Fragmento del texto
◇ ◇ ◇

EN
estas tardes de rito antiguo del Arenal,
capitanes generales con mando en plaza,
en plaza de los toros, andan los dos
alguaciles imponiendo el orden por el
callejón y por el albero. En Las Ventas
el alguacil mayor lleva en sus manos un
bastón de mando, que lo muestra en su
diestra con el displicente orgullo
imperial de un virrey de Indias cuando
sale en su caballo a hacer el despejo, y
con el que va luego dirigiendo por el
callejón la perfecta sinfonía del
reglamento. En Sevilla el alguacil no
tiene vara de mando. Tiene una jaca
castaña como escapada de un romance de
Fernando Villalón, que con los blancos
adornos de su mosquero, su breve cincha,
su leve silla a la jineta, nos trae una
estampa como de faena de campo. Saca el
presidente el pañuelo, empieza a tocar
la Banda de Tejera el pasodoble de la
memoria, y más que a pedir la llave
parece que los dos alguaciles van a
galopar por un horizonte marismeño de
palmitos y chumberas para devolver a la
reata una becerra que se perdió por las
blancas adelfas de un arroyo de juncos,
solano y chicharras.

◇ ◇ ◇

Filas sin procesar
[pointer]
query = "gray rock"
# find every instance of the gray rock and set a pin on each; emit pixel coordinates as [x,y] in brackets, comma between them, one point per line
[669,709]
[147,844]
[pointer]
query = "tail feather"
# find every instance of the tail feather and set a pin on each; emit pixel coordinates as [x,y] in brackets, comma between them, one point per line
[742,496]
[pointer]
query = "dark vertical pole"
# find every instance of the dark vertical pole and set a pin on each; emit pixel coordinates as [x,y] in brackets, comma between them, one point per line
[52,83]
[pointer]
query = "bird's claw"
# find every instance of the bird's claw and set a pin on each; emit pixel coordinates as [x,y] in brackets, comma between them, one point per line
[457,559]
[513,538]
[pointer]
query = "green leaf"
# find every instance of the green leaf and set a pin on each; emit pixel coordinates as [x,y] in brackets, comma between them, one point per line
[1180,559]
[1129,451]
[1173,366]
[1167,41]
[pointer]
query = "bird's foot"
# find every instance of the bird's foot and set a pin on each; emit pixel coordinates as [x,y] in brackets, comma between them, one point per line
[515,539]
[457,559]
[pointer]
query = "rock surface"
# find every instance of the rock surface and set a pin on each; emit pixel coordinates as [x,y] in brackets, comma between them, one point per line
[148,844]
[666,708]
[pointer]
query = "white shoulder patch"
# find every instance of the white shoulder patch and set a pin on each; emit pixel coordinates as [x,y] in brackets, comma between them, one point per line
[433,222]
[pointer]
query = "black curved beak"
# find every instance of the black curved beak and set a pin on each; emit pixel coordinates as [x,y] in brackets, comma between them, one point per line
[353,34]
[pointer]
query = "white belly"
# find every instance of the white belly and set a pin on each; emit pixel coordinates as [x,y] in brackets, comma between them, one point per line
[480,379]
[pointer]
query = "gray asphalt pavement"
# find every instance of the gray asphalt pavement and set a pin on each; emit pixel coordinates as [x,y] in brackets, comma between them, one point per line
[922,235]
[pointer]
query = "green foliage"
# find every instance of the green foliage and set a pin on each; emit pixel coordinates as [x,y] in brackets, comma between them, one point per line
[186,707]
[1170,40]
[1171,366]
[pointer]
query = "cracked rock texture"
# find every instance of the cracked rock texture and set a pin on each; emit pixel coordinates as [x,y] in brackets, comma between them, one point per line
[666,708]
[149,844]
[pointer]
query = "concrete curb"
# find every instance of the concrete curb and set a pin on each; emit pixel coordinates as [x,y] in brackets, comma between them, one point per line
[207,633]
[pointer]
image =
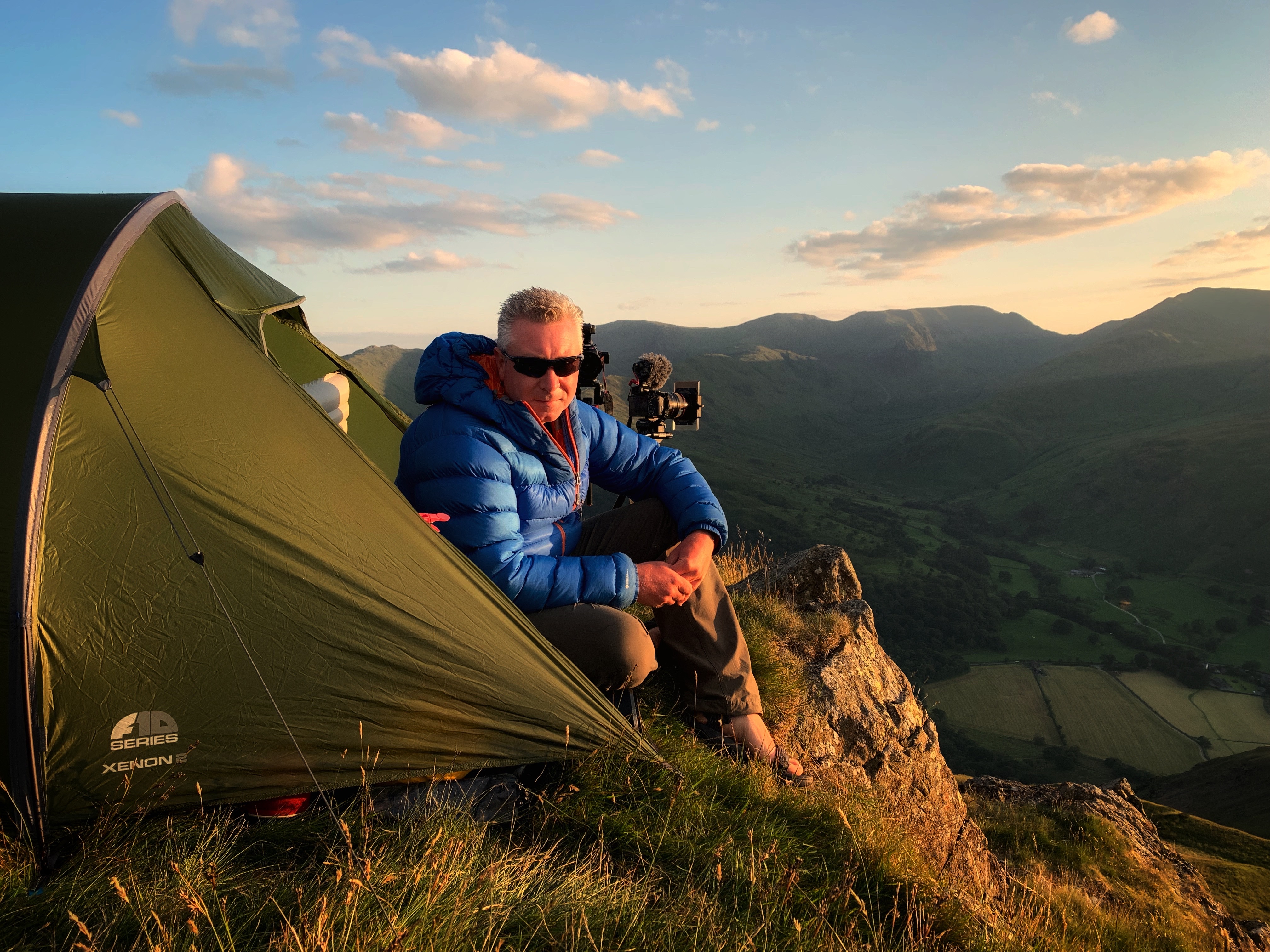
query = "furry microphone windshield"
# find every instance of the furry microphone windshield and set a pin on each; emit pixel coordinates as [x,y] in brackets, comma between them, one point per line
[661,371]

◇ ◇ ◇

Ejercicios
1/ ¿Concuerdan con el texto sobre los alguaciles estas afirmaciones? (a) En Las Ventas el alguacil mayor lleva un bastón de mando. (b) En Sevilla el alguacil lleva vara de mando. (c) La jaca del alguacil de Sevilla es castaña. Responde sí o no a cada una y cita textualmente las palabras que lo deciden.
2/ Retoma el texto sobre los alguaciles a partir de su última oración.
Las filas no hacen falta para nada.

Soluciones
1/
(a) Sí: "En Las Ventas el alguacil mayor lleva en sus manos un bastón de mando".
(b) No: "En Sevilla el alguacil no tiene vara de mando."
(c) Sí: "Tiene una jaca castaña".

2/
Ahora ha
comenzado la corrida. Ya está el primero
en la plaza. Ya lo han toreado de
capote. Ya salen los montados. Y están
los dos alguaciles, los niños del Quini,
ejerciendo su autoridad mundial sobre el
globo terráqueo del albero, surcado por
los paralelos de las dos rayas rojas: el
meridiano de Sevilla es la vara del
piquero. Y si los contemplas desde
lejos, desde la solanera, por encima del
rojo olivo ves las plumas a la chamberga
de su militar prenda de cabeza, como si
por el callejón se paseara un velazqueño
retrato de la Corte de los Austrias.
Mira ahora el torero a esas plumas
chambergas del callejón, pide el cambio
de tercio, y el alguacil se descubre
mirando al presidente, en una rúbrica
que deja destocada su calva cabeza de
mármol de Itálica.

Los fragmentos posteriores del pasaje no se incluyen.